Task statement -
Answer these from the GitHub fake-stars summary below:
1. How many repositories were affected?
2. How much GHArchive data did StarScout analyze?
3. What share of suspected inauthentic accounts were removed?

Document passage -
__________________________________________________

A comprehensive study by researchers from Socket, Carnegie Mellon University, and North Carolina State University has uncovered a significant problem of artificial inflation of repository popularity on GitHub through fake “stars.” The investigation revealed approximately 4.5 million suspicious stars across the platform.
Key Findings:
– 4.5 million suspected fake stars identified
– 1.32 million suspicious accounts detected
– 22,915 repositories affected
– 15.8% of repositories with over 50 stars showed suspicious activity in July 2024
The Research Method:
Researchers developed “StarScout,” a specialized tool analyzing 20TB of data from GHArchive, covering:
– 6 billion GitHub events
– 60.5 million user actions
– 310 million repositories
– 610 million stars
Detection Criteria:
– Minimal account activity
– Bot-like behavior patterns
– Coordinated starring actions
– Temporary account characteristics
Impact and Implications:
The manipulation of stars affects GitHub’s:
– Global ranking system
– Content recommendation algorithm
– User trust
– Project visibility
Security Concerns:
– Malware distribution through artificially promoted repositories
– Scam projects gaining unwarranted visibility
– Exploitation in state-sponsored operations
Verification Results:
– 91% of identified suspicious repositories were deleted
– 62% of suspected inauthentic accounts were removed
– GitHub promptly removed reported suspicious activity
User Recommendations:
Instead of relying solely on stars, users should:
– Evaluate repository activity
– Review documentation
– Examine code quality
– Assess contribution patterns
– Verify project legitimacy

__________________________________________________

Dataset content -

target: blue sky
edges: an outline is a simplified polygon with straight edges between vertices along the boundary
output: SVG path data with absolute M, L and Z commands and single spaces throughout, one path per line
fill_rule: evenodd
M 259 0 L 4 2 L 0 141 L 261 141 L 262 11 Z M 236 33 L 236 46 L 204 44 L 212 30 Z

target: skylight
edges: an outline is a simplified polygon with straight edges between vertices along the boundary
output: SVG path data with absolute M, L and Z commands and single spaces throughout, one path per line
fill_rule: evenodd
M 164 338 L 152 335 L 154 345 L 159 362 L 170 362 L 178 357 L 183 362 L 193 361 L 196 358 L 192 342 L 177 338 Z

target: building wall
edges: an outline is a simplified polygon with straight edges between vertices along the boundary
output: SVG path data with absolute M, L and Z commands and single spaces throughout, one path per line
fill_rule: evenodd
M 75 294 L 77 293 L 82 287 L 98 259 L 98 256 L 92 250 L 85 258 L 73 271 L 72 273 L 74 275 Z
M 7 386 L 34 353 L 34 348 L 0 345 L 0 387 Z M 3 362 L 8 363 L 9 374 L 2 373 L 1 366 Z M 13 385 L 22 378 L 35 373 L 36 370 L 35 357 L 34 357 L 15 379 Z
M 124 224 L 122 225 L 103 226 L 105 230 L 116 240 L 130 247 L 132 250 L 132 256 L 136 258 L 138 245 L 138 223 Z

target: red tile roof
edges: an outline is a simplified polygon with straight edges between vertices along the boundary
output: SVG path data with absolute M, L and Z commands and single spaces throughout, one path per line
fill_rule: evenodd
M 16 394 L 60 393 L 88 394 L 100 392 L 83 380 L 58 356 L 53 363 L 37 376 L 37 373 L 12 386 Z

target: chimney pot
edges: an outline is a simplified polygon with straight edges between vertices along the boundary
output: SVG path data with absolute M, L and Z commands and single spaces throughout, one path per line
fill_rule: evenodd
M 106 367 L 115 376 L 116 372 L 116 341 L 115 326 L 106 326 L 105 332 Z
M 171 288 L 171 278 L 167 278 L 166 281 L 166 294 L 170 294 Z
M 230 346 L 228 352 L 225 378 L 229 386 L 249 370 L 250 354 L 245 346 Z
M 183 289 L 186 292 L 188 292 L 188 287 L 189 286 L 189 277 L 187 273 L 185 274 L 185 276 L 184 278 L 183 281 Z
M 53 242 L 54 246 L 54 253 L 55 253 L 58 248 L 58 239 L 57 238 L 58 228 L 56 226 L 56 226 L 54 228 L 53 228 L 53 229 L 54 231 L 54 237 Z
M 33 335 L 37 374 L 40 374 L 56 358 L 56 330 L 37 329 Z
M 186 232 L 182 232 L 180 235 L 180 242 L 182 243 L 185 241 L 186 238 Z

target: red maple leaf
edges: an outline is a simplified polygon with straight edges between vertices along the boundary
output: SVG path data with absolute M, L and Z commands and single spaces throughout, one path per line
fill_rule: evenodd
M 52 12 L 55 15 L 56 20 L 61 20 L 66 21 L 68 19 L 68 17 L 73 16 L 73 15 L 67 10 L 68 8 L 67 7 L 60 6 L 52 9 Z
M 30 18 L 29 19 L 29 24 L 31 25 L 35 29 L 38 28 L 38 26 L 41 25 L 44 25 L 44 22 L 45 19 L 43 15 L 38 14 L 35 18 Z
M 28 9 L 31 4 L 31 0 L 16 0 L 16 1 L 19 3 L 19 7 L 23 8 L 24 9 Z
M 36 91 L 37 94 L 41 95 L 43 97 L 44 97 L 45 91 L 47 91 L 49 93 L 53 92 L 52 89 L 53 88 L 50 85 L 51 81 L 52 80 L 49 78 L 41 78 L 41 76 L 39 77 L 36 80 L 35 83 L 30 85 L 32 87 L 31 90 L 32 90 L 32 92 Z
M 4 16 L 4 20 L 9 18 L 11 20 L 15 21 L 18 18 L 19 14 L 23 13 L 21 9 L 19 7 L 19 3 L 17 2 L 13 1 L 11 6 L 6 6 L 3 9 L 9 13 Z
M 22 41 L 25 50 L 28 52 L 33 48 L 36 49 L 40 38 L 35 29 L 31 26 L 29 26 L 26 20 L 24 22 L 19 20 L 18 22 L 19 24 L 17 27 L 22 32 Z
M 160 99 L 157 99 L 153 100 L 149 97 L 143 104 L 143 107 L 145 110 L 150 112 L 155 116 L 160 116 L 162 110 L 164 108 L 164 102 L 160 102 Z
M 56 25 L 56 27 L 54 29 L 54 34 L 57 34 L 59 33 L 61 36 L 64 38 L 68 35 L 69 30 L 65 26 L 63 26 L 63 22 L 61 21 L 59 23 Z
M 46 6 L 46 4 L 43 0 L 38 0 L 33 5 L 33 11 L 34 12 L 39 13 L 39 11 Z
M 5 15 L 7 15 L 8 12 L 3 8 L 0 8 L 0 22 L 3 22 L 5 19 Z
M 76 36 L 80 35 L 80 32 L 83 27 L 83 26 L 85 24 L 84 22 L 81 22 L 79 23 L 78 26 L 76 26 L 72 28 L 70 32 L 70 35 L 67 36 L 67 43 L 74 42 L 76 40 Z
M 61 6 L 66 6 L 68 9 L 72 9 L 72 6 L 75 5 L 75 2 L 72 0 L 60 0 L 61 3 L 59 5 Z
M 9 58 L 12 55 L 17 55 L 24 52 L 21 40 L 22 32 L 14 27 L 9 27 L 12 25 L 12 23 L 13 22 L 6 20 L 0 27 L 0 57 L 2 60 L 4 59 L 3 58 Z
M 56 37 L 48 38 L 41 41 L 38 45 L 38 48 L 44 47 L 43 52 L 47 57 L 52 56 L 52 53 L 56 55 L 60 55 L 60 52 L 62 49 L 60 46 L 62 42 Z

__________________________________________________

Correct result -
1. 22,915
2. 20TB
3. 62%